Stored data entries:
BEGIN
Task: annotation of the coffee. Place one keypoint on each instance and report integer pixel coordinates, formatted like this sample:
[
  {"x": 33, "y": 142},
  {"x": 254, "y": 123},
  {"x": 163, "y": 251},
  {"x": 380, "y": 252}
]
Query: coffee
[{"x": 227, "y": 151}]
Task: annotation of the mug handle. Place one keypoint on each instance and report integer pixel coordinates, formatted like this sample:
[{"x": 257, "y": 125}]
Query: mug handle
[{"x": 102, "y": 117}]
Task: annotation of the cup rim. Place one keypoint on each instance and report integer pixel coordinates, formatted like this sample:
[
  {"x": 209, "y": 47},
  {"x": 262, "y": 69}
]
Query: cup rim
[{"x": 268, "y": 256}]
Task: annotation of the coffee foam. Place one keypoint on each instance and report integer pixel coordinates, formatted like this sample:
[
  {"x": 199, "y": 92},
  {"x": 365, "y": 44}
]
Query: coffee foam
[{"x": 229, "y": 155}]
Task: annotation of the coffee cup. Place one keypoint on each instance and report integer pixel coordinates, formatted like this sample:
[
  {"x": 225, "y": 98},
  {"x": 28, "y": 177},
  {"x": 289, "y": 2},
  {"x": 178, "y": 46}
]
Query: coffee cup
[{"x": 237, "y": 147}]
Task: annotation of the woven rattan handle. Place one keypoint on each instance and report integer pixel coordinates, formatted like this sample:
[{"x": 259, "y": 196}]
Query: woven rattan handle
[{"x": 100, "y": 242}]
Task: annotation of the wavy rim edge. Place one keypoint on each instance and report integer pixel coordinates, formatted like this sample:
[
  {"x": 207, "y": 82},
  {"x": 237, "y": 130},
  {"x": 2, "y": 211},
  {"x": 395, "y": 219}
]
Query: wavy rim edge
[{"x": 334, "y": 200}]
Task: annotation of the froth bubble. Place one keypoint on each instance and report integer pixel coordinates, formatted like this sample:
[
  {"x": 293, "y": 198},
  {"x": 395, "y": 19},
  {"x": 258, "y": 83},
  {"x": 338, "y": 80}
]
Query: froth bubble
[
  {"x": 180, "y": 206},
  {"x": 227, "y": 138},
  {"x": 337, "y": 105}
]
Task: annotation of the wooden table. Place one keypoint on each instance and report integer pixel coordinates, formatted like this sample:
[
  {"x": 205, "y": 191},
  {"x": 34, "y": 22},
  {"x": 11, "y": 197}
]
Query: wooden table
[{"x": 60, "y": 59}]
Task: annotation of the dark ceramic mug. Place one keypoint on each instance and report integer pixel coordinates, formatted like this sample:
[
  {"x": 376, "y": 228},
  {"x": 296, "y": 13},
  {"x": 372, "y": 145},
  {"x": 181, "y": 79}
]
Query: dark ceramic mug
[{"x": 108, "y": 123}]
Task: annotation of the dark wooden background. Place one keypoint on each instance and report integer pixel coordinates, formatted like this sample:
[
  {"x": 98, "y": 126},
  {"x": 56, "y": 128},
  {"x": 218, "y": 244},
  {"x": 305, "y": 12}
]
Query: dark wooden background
END
**ACTIVITY:** Tally the lines in the records that hold the word "background". Give only the total.

**SOLUTION BELOW:** 2